Work instruction:
Below is a listing. Output every line of it exactly.

Available records:
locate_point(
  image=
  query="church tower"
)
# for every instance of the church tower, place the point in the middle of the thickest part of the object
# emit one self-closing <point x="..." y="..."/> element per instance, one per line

Output:
locate_point(
  image=
  query="church tower"
)
# for every instance of the church tower, place the point in the middle of the thickest part of the object
# emit one self-closing <point x="..." y="..."/> element per instance, one per line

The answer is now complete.